Instructions for the task
In the No Man's Sky forum post below, how do frigates get their fuel?

Quoted passage
"""

No Man's Sky Catch-All 2.0

Thanks for the tips. I think I'll build only a large enough fleet to provide me with a enough cash to fully upgrade my base ship and to buy components when I reach later in the game and can't be bothered to craft them.

My plan is only to reach the centre of the galaxy (hopefully unravelling the game's deeper mysteries) then to move on to another game. My pile is getting pretty tall now. And, while No Man's Sky is wonderfully low-friction and (largely) stress free, there isn't quite enough here for me to want to stay in its universe once I complete the main storyline.

I say 'low-friction', but the game does have a lot of quirks that irk. For example, I spent some time trying to work out how to fuel my frigates, because the player has to fuel or power everything in this game by fitting 'cards' into slots in the User Interface... Everything except frigates, it appears. They effectively fuel themselves direct from the inventory in the player's freighter!

detroit20 wrote:

I know much ink has been spilled about the foibles of the ED economy, but it is deeply strange that the only way for a small business (as I was) to expand was to earn and spend their own money. An entire galaxy to explore, but no potential investors with free capital, no banks willing to make business expansion loans, and no starship manufacturers willing to offer finance on ships sales and upgrades! And my business had a pretty good track record...

Forgive me for mentioning another game but it sounds like you should try X4 series if you never have. I've always loved the ships in ED but never the gameplay. I enjoyed No Man Sky a lot but even with all the updates the core gameplay doesn't work on me. Still have the best docking sequence in all of space games though.

"""

Dataset records
"""

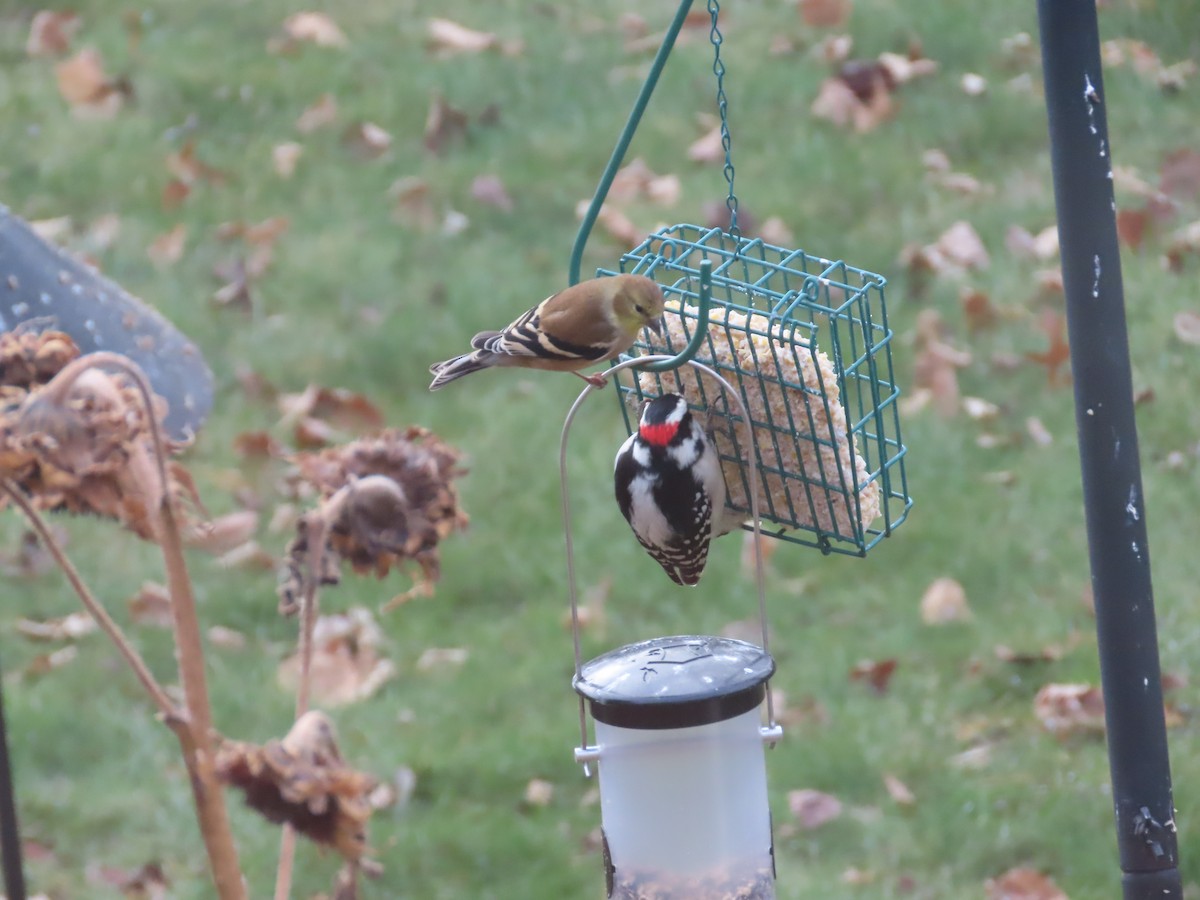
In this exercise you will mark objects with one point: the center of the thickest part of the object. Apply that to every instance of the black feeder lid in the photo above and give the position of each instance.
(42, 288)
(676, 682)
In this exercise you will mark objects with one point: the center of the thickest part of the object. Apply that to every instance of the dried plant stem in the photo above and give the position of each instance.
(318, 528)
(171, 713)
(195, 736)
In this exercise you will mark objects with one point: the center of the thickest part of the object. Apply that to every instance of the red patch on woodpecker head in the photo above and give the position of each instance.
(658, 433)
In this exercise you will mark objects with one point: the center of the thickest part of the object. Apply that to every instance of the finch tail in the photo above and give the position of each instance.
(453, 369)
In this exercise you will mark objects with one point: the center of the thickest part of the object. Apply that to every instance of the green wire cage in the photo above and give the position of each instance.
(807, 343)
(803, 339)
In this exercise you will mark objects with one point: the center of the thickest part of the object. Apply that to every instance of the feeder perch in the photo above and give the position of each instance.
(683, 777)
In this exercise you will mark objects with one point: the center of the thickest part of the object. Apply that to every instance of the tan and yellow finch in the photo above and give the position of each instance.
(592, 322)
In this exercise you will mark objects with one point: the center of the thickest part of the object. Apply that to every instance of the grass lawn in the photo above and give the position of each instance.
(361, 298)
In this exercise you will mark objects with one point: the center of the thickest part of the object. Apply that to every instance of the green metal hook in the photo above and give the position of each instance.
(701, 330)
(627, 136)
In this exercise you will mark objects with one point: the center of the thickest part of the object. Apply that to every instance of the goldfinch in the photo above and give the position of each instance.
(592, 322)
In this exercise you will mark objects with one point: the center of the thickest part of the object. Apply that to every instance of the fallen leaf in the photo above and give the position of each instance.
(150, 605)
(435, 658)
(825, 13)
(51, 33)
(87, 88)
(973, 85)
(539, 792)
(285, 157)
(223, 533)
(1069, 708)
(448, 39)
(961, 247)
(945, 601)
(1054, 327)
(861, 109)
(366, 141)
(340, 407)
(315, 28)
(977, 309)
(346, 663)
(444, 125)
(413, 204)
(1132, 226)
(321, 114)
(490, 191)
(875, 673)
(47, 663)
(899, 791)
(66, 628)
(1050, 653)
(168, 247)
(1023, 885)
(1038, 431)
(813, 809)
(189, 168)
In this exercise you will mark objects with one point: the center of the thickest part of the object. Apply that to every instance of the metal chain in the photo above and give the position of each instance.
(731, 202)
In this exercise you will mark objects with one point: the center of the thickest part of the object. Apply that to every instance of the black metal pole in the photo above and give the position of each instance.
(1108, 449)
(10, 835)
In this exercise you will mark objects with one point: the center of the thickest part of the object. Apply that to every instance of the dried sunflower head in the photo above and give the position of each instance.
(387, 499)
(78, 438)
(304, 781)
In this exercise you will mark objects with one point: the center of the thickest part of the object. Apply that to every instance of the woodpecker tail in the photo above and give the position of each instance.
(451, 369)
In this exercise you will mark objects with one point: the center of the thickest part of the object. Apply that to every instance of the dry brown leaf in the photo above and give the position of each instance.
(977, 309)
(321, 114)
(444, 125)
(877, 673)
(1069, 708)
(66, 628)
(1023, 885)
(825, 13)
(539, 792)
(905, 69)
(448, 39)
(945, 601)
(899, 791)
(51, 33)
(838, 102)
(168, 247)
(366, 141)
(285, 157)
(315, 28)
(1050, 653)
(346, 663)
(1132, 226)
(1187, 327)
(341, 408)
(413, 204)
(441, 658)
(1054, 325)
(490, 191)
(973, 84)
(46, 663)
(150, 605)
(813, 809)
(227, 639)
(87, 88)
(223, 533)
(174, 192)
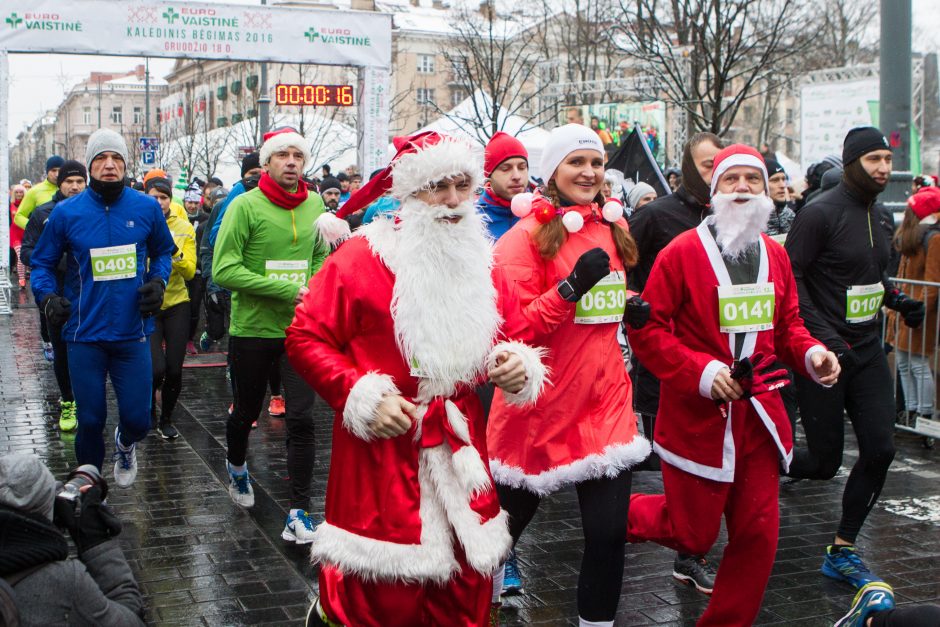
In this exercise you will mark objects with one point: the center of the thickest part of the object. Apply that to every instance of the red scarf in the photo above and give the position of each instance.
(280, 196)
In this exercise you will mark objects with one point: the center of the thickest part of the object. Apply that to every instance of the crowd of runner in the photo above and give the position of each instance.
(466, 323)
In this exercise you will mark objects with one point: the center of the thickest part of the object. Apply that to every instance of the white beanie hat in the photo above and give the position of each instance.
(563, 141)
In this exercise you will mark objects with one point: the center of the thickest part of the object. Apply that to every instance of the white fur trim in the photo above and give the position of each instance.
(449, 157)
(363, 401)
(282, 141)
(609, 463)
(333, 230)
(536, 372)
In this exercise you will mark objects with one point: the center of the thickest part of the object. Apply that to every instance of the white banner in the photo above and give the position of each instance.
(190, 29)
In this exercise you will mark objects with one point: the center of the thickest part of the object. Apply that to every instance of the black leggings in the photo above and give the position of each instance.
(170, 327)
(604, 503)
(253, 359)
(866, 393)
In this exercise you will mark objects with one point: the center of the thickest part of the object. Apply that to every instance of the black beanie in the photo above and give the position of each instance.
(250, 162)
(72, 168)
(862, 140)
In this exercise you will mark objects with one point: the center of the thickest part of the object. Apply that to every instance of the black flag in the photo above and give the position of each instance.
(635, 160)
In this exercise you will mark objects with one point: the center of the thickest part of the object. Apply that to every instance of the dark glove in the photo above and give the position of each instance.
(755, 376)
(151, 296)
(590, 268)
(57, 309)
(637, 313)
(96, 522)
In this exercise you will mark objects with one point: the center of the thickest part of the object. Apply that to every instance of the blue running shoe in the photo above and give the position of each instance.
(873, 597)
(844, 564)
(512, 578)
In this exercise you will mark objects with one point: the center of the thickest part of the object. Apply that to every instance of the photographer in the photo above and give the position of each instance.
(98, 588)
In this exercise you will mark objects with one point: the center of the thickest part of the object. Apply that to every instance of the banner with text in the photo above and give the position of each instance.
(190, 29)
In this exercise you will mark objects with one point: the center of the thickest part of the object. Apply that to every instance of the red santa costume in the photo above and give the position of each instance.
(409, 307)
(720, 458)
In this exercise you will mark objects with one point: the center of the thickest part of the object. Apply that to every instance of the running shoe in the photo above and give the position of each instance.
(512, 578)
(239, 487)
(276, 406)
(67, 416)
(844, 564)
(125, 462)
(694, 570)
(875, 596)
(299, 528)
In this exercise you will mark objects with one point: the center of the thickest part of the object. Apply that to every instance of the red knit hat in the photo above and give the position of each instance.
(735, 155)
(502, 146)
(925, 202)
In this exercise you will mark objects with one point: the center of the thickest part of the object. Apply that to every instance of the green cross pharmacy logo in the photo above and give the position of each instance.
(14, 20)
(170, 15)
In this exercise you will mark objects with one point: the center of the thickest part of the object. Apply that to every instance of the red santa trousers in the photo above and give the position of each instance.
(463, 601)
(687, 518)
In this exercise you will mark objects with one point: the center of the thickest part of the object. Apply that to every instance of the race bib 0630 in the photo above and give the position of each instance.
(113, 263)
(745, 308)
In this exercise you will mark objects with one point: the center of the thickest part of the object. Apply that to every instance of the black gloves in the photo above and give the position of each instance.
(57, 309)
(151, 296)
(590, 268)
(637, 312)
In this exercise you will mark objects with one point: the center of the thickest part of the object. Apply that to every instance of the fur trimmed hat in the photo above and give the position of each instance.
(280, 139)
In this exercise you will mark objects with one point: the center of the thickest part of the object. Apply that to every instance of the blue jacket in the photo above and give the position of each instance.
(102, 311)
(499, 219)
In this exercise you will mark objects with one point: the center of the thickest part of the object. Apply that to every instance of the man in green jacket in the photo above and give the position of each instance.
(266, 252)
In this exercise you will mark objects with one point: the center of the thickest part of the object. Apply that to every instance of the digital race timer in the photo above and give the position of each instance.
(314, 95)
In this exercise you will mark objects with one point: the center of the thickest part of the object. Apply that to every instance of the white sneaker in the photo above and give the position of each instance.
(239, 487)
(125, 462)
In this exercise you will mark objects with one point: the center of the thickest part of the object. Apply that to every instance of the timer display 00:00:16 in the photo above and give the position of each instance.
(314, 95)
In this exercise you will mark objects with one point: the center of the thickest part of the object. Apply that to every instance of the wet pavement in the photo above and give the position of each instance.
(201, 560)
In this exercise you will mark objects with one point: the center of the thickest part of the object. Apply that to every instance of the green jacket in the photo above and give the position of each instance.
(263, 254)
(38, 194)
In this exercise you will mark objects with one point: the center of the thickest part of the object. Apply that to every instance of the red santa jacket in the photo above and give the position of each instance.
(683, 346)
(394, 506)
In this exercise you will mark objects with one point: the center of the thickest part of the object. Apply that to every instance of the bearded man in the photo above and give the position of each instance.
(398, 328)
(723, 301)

"""

Answer to the exercise
They fuel themselves directly from the inventory in the player's freighter.